* _Set task_: Rewrite the items below, swapping every "query" for "prompt" and leaving everything else the same.

* _Named-object pointing items_:
---------------
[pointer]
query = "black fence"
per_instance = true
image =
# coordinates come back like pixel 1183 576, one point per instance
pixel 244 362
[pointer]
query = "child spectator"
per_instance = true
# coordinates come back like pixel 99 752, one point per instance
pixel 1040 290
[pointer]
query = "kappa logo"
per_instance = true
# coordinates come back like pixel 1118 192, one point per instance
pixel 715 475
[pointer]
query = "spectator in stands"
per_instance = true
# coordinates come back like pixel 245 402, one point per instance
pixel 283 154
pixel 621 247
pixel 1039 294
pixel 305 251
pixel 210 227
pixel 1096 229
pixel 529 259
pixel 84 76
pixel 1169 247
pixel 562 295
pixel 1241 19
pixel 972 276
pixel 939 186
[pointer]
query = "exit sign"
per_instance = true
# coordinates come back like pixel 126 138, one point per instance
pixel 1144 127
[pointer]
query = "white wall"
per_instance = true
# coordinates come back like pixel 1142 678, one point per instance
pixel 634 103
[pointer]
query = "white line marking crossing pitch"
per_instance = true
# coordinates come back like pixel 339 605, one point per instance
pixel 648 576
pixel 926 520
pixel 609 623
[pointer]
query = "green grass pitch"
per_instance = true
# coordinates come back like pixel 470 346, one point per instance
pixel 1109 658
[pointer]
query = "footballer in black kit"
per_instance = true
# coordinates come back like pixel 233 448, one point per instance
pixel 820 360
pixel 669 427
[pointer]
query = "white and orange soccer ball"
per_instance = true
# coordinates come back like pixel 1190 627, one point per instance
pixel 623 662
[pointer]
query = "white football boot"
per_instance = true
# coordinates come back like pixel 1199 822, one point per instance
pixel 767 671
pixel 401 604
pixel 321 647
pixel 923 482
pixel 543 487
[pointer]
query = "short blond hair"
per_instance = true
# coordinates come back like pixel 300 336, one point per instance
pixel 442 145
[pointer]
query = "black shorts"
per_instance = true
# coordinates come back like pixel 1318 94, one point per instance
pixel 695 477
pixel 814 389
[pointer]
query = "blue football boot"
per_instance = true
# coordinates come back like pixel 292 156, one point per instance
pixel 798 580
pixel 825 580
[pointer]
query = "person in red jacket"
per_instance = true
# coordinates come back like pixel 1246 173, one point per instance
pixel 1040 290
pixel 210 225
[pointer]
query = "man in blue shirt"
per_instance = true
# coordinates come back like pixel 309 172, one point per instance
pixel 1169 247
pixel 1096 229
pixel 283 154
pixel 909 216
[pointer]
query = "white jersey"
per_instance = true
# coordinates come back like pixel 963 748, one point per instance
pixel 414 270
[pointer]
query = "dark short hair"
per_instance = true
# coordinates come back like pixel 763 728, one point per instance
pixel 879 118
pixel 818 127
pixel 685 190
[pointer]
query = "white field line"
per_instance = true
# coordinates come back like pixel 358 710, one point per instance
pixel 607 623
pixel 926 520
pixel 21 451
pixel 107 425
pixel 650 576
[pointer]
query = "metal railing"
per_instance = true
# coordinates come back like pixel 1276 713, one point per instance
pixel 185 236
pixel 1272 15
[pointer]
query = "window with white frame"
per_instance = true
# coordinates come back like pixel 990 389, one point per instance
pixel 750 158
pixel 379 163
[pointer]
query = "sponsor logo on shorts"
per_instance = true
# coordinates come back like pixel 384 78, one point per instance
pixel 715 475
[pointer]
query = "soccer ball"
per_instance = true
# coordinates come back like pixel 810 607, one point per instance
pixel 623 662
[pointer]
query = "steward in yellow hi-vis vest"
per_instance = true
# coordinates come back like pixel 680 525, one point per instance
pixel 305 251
---------------
* _The reply_:
[pointer]
prompt = "black fence"
per_instance = true
image =
# coordinates come back like pixel 1183 576, one point per instance
pixel 244 362
[pointer]
prompt = "child spectator"
per_instance = true
# coordinates come back like pixel 99 752, one point per instance
pixel 1040 290
[pointer]
prompt = "kappa logo"
per_instance = true
# coordinates come back like pixel 1118 192, one point per instance
pixel 715 475
[pointer]
prompt = "spectator in stands"
per_instance = true
# coordinates come back like pixel 245 402, one point per instance
pixel 283 154
pixel 621 247
pixel 1039 294
pixel 305 251
pixel 210 227
pixel 1096 229
pixel 529 259
pixel 84 76
pixel 1169 247
pixel 562 295
pixel 1241 19
pixel 972 276
pixel 939 186
[pointer]
prompt = "exit sign"
per_instance = true
# coordinates come back like pixel 126 138, one point per instance
pixel 1144 127
[pointer]
prompt = "white wall"
per_instance = true
# coordinates come back like pixel 1142 678, one point per instance
pixel 634 103
[pointer]
prompt = "white line marking crossing pitch"
per_instance = true
# coordinates come back like pixel 339 605, one point per instance
pixel 648 576
pixel 926 520
pixel 609 623
[pointer]
prompt = "green grass pitch"
per_instance = true
# coordinates come back like pixel 470 346, one point per instance
pixel 1109 658
[pointer]
prompt = "footballer in black kit"
per_instance = true
# coordinates come back like pixel 233 448, one point per instance
pixel 820 360
pixel 669 427
[pointer]
prompt = "white and orange soccer ball"
per_instance = true
# coordinates come back like pixel 1190 627, one point per instance
pixel 623 662
[pointer]
prompt = "white football boot"
per_instance = true
# coordinates come back like pixel 1199 822, one point per instance
pixel 767 671
pixel 401 604
pixel 321 647
pixel 923 482
pixel 543 487
[pointer]
prompt = "short blond hair"
per_instance = true
# coordinates come back like pixel 300 336, one point per instance
pixel 442 145
[pointer]
prompt = "black shorts"
per_instance = true
# coordinates come back like pixel 1318 94, one point per instance
pixel 695 477
pixel 814 389
[pointer]
prompt = "blue football boot"
per_instance = true
# coordinates come back like pixel 292 156, one point per instance
pixel 798 580
pixel 825 580
[pointer]
prompt = "person in red jacket"
per_instance = true
# coordinates come back like pixel 1246 173, one point per instance
pixel 1040 290
pixel 210 225
[pointer]
prompt = "man in blue shirt"
per_instance = true
# coordinates come back like pixel 309 172, one point per instance
pixel 1169 247
pixel 1096 229
pixel 283 154
pixel 909 216
[pointer]
prompt = "white jersey"
per_instance = true
# coordinates come back like pixel 963 748, one point per instance
pixel 414 270
[pointer]
prompt = "dark short hair"
per_instance = true
# coordinates come back like pixel 763 728, one point per instance
pixel 879 118
pixel 818 127
pixel 685 190
[pointer]
prompt = "white field line"
per_instance = true
# coordinates come back like pixel 358 710, one point per instance
pixel 607 623
pixel 926 520
pixel 21 451
pixel 107 425
pixel 650 576
[pointer]
prompt = "metal railing"
per_instance = true
# coordinates come back like pixel 1276 713, one point per instance
pixel 185 236
pixel 1272 15
[pointer]
prompt = "window with white frame"
per_instance = true
# coordinates come back like pixel 990 389, one point per instance
pixel 750 158
pixel 379 163
[pointer]
prompt = "sponsor logo on shorts"
per_instance = true
# coordinates come back like pixel 384 78, one point per instance
pixel 715 475
[pointer]
prompt = "soccer ball"
per_instance = true
# coordinates come back like pixel 810 607, one point per instance
pixel 623 662
[pointer]
prompt = "steward in yellow hi-vis vest"
per_instance = true
# coordinates come back like pixel 680 525, one point per instance
pixel 305 251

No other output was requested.